* [Travail à faire]:
(a) Transcrivez sans rien changer le passage de l'extrait sur l'exécution des peines qui va de « D - L'administration » jusqu'à « et d’ordre public. ».
(b) D'après l'extrait sur l'exécution des peines, de quel ministère les prisons dépendaient-elles pendant tout le XIXe siècle ?
(c) Prolongez l'extrait sur l'exécution des peines en poursuivant le texte après sa dernière phrase.
[Extrait choisi]
Pour assurer l’exécution des peines, le Ministère public a le droit de requérir directement l’assistance de la force publique (art. 709, C.P.P.).

B -  Le juge de l’application des peines

672. Les problèmes posés par l’institution du juge de l’application des peines. - L’institution d’un « juge de l’application des peines » a été rendue officielle par le Code de procédure pénale (art. 721 et 722, art. D. 115 et s.), à la suite des expériences tentées, avant 1959, dans les maisons centrales et les prisons réformées, par les magistrats que l’on appelait à l’époque « juges de l’exécution des peines ». Par cette création, les conceptions nouvelles [de l’exécution des peines], prenaient solidement pied dans le droit positif français…

C -  Le juge des enfants

681. Les prérogatives du juge des enfants. – Les pouvoirs reconnus par la loi au juge des enfants en matière d’exécution ne concernent que les mineurs, soit de 18 ans, soit de 21 ans, selon les hypothèses. Ils se situent sur deux plans différents, selon qu’il s’agit de l’exécution de mesures de rééducations ou de peines proprement dites …

D - L'administration pénitentiaire

683. L'administration pénitentiaire, branche du ministère de la justice. - Alors que, sous l’ancien régime, les prisons dépendaient de l’autorité judiciaire, elles furent rattachées au ministère de l’Intérieur pendant tout le XIXe siècle, conformément à la conception qui voyait dans l’exécution de la peine un problème de pure administration, ne soulevant que des questions de sécurité et d’ordre public.

Pourtant, un puissant mouvement d’idées provoqua, au début du XXe siècle, le rattachement de l’administration pénitentiaire au ministère de la Justice (D. 13 mars 1911 ; Loi de finances du 13 juillet 1911, art. 89). Les exemples donnés par de nombreux pays étrangers, certains textes du Code d’instruction criminelle qui conféraient au procureur de la République, au juge d’instruction et au président des assises le pouvoir de visiter et de surveiller les prisons (art. 165 et 197, C.I.C.) et surtout le souci de voir les magistrats répressifs mieux connaître et s’intéresser de plus près aux problèmes pénitentiaires, expliquaient cette réforme administrative.
[/Extrait choisi]
[Informations sources]
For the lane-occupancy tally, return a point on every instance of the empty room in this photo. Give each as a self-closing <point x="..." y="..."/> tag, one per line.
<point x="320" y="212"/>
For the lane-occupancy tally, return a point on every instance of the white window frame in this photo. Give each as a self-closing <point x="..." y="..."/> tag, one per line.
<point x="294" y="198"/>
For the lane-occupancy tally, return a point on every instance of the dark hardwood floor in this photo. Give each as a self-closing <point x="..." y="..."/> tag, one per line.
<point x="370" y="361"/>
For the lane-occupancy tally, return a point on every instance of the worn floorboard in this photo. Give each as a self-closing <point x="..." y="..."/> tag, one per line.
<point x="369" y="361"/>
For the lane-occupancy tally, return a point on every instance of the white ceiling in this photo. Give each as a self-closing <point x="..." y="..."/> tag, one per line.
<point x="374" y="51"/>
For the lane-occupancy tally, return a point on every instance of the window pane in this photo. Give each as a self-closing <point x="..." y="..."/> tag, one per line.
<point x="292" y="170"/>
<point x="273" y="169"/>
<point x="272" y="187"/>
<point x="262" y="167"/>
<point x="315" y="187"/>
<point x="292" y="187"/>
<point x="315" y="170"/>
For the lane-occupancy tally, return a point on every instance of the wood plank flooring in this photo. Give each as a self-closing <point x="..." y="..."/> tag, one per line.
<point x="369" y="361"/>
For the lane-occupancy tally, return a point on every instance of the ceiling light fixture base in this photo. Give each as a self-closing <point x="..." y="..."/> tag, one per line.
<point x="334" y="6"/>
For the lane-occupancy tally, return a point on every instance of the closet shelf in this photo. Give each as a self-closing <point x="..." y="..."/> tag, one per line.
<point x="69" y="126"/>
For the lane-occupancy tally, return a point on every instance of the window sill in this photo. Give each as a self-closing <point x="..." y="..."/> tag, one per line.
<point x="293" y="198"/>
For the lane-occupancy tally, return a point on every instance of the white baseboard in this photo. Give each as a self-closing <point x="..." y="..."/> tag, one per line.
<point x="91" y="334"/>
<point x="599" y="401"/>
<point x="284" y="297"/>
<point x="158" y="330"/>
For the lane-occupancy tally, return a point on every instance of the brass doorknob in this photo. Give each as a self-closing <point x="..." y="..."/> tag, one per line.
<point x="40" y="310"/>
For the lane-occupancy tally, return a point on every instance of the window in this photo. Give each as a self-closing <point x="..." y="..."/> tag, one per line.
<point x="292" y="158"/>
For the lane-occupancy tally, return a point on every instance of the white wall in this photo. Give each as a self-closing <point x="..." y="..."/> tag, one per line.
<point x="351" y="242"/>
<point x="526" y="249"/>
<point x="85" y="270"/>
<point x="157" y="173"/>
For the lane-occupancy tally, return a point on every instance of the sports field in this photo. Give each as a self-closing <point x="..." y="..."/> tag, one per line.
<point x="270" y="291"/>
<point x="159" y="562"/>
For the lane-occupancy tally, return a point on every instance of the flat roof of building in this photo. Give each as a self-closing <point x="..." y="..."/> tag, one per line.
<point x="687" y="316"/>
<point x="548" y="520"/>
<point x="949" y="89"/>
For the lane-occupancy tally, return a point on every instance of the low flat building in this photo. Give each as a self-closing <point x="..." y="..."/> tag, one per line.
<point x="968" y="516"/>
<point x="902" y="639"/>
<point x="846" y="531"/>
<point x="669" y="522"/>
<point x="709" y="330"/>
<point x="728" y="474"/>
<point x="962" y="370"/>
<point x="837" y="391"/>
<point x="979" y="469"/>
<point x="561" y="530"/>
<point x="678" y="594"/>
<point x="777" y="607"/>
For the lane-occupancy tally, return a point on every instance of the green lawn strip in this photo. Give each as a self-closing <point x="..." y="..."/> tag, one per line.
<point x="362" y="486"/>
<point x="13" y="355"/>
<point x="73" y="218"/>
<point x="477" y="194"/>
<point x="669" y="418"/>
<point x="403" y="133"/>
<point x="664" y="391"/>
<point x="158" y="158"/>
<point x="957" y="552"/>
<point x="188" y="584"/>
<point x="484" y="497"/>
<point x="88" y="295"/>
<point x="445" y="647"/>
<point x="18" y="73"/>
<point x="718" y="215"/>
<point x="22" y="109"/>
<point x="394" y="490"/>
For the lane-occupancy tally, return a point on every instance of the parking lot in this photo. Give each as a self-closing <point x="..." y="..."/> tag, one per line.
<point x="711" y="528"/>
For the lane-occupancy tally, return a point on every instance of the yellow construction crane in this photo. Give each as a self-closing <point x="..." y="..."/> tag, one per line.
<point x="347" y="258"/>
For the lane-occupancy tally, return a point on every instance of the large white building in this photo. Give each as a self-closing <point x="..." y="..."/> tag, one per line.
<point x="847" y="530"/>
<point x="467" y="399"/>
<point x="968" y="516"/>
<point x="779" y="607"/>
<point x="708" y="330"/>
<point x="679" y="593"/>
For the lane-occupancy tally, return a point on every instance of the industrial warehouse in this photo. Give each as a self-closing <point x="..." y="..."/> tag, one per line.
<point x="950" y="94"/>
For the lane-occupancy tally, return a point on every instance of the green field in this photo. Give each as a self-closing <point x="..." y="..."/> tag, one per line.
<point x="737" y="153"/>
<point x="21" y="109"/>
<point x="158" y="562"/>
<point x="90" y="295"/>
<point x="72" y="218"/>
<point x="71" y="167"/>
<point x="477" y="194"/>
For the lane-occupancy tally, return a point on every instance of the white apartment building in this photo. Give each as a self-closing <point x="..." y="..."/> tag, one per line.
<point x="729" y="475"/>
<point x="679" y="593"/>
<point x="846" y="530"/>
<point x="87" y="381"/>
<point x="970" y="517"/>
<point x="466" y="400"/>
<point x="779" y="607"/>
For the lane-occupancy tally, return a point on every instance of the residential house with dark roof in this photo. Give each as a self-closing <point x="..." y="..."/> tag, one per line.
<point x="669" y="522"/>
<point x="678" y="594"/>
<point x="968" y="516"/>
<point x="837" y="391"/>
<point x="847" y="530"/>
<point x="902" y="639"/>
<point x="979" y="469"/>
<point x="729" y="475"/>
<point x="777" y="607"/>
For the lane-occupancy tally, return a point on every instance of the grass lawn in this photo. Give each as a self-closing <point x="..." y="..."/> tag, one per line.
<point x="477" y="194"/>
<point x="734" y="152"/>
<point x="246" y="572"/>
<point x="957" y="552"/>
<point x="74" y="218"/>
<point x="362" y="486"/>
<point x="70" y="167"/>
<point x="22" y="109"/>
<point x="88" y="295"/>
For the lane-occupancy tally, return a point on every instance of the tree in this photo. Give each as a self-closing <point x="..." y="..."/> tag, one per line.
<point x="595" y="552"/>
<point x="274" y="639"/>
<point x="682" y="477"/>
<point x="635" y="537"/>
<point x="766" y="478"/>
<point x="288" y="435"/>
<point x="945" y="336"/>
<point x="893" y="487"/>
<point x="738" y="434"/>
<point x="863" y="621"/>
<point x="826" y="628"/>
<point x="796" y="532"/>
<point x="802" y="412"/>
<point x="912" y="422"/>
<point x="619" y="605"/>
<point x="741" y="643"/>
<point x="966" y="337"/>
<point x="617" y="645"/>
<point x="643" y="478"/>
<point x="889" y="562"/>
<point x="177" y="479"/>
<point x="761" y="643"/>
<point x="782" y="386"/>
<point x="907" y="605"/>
[/Informations sources]
* [Réponses attendues]:
(a)
D - L'administration pénitentiaire

683. L'administration pénitentiaire, branche du ministère de la justice. - Alors que, sous l’ancien régime, les prisons dépendaient de l’autorité judiciaire, elles furent rattachées au ministère de l’Intérieur pendant tout le XIXe siècle, conformément à la conception qui voyait dans l’exécution de la peine un problème de pure administration, ne soulevant que des questions de sécurité et d’ordre public.

(b) Du ministère de l'Intérieur.

(c)
Les conséquences du rattachement n’apparurent qu’avec lenteur. Longtemps, les fonctionnaires pénitentiaires continuèrent à relever du ministère de l’Intérieur pour leur statut, leur discipline et leur avancement, alors que la politique pénitentiaire qu’ils élaboraient ou appliquaient dépendait de la Justice. La fusion des personnels appartenant aux diverses directions du ministère de la Justice date seulement d’un décret-loi du 30 octobre 1935 ; comme les autres membres de l’administration centrale, le personnel supérieur de l’administration pénitentiaire est formé de magistrats depuis un décret du 24 mars 1937 ; depuis lors, c’est presque toujours un magistrat qui dirige cette administration.

Longtemps, un esprit particulier, peu perméable à une collaboration avec les tribunaux en matière d’exécution des peines, a régné au sein de l’administration pénitentiaire. Les patients efforts réalisés depuis 1945 et, surtout, la promulgation du Code de procédure pénale ont réussi à modifier ce climat : les juges participent à l’application des peines privatives de liberté ; l’administration, de son côté, se préoccupe du traitement extra-carcéral des condamnés. Son action a, de ce fait, pris une dimension nouvelle que le décret du 25 juillet 1964 réorganisant le ministère de la Justice a bien soulignée : « La direction de l’administration pénitentiaire assure l’exécution des décisions judiciaires prononçant une peine privative de liberté ou ordonnant une incarcération préventive ainsi que l’exécution des décisions accordant le sursis avec mise à l’épreuve, et pourvoit aux mesures d’assistance et de surveillance des libérés » (art. 5) …

N.B. Les notes de bas de page n’ont pas été reproduites afin d’alléger le texte. Les personnes désireuses d’approfondir la matière s’y reporteront utilement.